» **Directions for this task**
Output all records precisely as written.

» **Input rows**

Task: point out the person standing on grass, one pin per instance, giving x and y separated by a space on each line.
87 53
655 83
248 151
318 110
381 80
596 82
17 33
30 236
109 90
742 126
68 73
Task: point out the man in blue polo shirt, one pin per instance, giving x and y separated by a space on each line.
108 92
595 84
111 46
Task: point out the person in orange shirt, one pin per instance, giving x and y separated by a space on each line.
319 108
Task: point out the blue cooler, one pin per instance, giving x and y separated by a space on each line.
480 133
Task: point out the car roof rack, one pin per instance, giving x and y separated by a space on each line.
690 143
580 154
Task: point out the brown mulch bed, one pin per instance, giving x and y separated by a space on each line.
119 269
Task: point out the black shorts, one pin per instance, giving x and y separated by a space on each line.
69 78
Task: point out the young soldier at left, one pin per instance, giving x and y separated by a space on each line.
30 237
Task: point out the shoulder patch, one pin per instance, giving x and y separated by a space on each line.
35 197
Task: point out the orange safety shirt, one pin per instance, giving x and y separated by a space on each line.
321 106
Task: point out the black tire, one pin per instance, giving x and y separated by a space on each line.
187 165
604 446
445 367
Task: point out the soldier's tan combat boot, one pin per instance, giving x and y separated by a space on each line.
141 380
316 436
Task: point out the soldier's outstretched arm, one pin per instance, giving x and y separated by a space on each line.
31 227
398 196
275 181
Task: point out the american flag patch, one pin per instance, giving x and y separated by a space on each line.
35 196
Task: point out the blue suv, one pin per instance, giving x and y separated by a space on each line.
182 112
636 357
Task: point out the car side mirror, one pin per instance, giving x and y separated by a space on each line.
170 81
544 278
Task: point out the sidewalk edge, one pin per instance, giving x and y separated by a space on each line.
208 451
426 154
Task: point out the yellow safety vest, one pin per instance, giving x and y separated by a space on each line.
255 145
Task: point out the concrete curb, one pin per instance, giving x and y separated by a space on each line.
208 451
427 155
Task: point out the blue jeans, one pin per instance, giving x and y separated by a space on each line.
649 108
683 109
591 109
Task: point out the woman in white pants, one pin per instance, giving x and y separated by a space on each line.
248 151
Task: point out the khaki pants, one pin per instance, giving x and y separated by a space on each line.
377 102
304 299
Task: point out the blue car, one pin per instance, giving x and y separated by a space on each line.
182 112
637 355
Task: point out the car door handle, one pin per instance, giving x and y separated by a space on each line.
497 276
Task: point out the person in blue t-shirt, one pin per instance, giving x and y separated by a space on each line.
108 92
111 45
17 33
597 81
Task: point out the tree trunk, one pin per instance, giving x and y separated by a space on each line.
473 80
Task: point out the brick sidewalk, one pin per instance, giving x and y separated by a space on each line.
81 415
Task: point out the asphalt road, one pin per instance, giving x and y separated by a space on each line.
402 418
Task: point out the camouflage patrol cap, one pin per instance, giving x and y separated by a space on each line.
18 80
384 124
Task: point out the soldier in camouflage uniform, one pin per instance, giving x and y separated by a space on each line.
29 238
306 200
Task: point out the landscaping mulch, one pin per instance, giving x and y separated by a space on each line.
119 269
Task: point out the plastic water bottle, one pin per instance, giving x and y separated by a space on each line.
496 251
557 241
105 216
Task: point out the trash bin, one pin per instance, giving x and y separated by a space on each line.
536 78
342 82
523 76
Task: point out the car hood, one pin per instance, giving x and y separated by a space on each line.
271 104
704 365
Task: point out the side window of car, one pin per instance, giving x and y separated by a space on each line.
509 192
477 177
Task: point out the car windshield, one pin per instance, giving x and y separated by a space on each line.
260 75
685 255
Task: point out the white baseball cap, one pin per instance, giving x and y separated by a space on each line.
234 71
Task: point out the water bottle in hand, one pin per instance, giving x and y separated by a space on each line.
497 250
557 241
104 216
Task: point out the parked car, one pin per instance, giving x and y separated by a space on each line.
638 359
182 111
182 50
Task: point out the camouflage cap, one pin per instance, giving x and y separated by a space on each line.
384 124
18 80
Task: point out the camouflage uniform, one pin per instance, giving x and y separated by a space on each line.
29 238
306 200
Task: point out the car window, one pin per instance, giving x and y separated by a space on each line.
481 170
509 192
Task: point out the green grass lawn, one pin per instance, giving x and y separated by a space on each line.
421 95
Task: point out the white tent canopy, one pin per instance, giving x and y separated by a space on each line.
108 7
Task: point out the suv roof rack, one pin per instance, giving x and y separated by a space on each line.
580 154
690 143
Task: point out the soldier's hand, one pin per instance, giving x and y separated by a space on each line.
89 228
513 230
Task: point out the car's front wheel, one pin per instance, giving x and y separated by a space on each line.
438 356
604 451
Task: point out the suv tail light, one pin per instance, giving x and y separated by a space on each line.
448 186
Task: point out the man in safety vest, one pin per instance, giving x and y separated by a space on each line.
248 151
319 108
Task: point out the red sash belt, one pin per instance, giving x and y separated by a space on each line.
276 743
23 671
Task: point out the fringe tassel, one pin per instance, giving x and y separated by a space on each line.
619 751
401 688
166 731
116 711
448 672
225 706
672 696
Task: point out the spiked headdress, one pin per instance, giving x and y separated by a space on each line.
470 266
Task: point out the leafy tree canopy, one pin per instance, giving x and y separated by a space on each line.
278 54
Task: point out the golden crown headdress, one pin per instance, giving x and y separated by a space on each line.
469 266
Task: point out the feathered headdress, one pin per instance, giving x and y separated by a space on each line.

» **Solution to the exercise**
Task: point out the person standing on grass, one pin per instance, giving x and y separated by a space on each line.
87 53
655 83
248 151
318 110
381 80
596 82
17 33
30 236
109 90
742 126
68 73
Task: point out the man in blue polo shirt, one pin per instance, giving x and y separated by a space on each line.
108 92
595 84
111 46
Task: point out the person in orange shirt, one pin per instance, giving x and y separated by a space on each line.
319 108
Task: point out the blue cooler, one pin per instance, giving x and y separated by a space on each line.
480 133
Task: point out the car roof rack, one pin per instance, giving x and y separated by a space on each line.
690 143
580 154
Task: point out the brown mulch bed, one pin per instance, giving x and y separated by a space on each line.
119 269
Task: point out the black shorts, one pin per instance, giving x and y separated by a space on each line.
69 78
Task: point out the young soldier at left, one pin per instance, giving x and y separated by a space on each line.
30 237
Task: point out the shoulder patch, one pin per instance, giving x and y separated by a space on each line.
35 197
Task: point out the orange safety shirt, one pin per instance, giving x and y separated by a space on each line.
321 106
Task: point out the black tire, one pin per instance, giving x and y separated by a space on each line.
187 165
604 446
445 367
Task: point out the soldier's tan combat boot, one pin per instance, giving x and y separated by a space on each line.
141 380
316 436
Task: point out the soldier's outstretched arm, one pin per instance, giving x and y separated by a space on each line.
31 227
398 196
275 181
Task: point out the american flag patch, one pin per instance, giving x and y separated by a space on each line.
35 196
Task: point out the blue suv, one pin per instance, giving x and y separated by a space on each line.
182 112
636 357
Task: point out the car side mirror, one pin per instance, giving x and y separated by a space on each line.
170 81
544 278
Task: point out the sidewalk edge, one pin per instance, giving x and y separated by a space on each line.
208 451
426 154
Task: point out the yellow safety vest, one pin per instance, giving x and y separated by a space on each line.
255 145
Task: point out the concrete curb, one pin per instance, giving x and y separated by a space on each line.
208 451
427 155
Task: point out the blue jeans, one pin per instance, giving x and y separated by a space on each line.
649 108
683 109
591 109
Task: point out the woman in white pants, one pin per instance, giving x and y separated by a space on each line.
248 151
Task: point out the khaki pants, one pin per instance, giving x and y separated by a space on each line.
377 102
304 299
Task: point out the blue car, one pin per instance, giving x and y separated by a space on each line.
182 112
637 355
Task: point out the car door handle, one pin per instance, giving x and y separated by a space on each line.
497 276
Task: point out the person in blue t-shirt, one pin per instance, giving x and y separated by a space on each line.
108 92
111 45
17 33
597 81
Task: point out the tree trunk, one pin per instance, giving x and y separated by a space on each line.
473 80
Task: point out the brick sidewalk, one pin per instance, giving x and y separated by a space on each line.
81 415
Task: point out the asphalt road, one pin per instance, giving x and y separated by a space on each line.
402 418
Task: point out the camouflage patrol cap, one pin per instance, giving x and y separated by a space on each line.
18 80
384 124
Task: point out the soldier in camouflage uniform, one pin per instance, giving x and y separated by a space on each line.
29 238
306 200
Task: point out the landscaping mulch, one pin per instance, giving x and y separated by a space on each line.
119 269
Task: point out the plastic water bottle, one pin per instance, giving x and y separated by a space on each line.
496 251
557 241
105 216
Task: point out the trash bin, one pin per instance, giving x and y separated by a space on each line.
536 78
342 82
523 76
Task: point out the car hood, one pin per instance, giving x and y separated by a space on each line.
271 104
704 365
Task: point out the side window of car, one pin per instance, giving x and y separated by a space on each line.
509 192
477 177
Task: point out the car windshield, one pin per instance, giving x and y separated by a space on each line.
260 75
685 255
Task: point out the white baseball cap, one pin per instance, giving x and y separated by a space on each line.
234 71
Task: point out the water bottle in hand, one pin per instance, giving x and y separated by a space on each line.
497 250
557 241
104 216
Task: point out the parked car, one pin per instance, giving x and y separated by a space on each line.
638 359
182 111
182 50
Task: point out the camouflage cap, one pin per instance, giving x and y separated by a space on each line.
384 124
18 80
Task: point out the camouflage uniform, one pin per instance, giving x and y separated by a space on each line.
29 238
306 200
Task: point out the car window, one pin per instance, giving x and y separated by a space on each line.
481 170
509 192
Task: point out the green grass lawn, one pin per instance, giving x and y separated by a space on each line.
421 95
Task: point out the white tent canopy, one pin per instance, giving x and y separated by a space on each line.
108 7
Task: point out the suv roof rack, one pin per instance, giving x and y separated by a space on each line.
580 154
690 143
Task: point out the soldier's hand, one pin per instance, giving x and y separated by a space on each line.
89 228
513 230
Task: point out the car's front wheel, one pin per instance, giving x and y separated by a space on each line.
438 356
604 451
Task: point out the suv tail light, one pin per instance, giving x and y separated by a space on each line.
448 186
Task: point out the man in safety vest, one pin per instance, giving x and y separated by a space on each line.
248 151
319 108
Task: point out the red sash belt, one pin per instance, giving x and y separated by a space on each line.
276 743
23 671
Task: point out the fringe tassel, one pin per instance, giving x and y separated by a space on each line.
619 751
401 688
166 731
116 711
448 672
225 706
672 696
Task: point out the spiked headdress, one pin per instance, giving x and y separated by a space on each line.
470 266
Task: point out the leafy tree canopy, one pin per instance, giving x and y separated by a space on each line.
278 54
Task: point out the golden crown headdress, one pin per instance, giving x and y separated by a space on each line.
469 266
Task: point out the feathered headdress, one pin per instance, giving x and y separated by a space on each line.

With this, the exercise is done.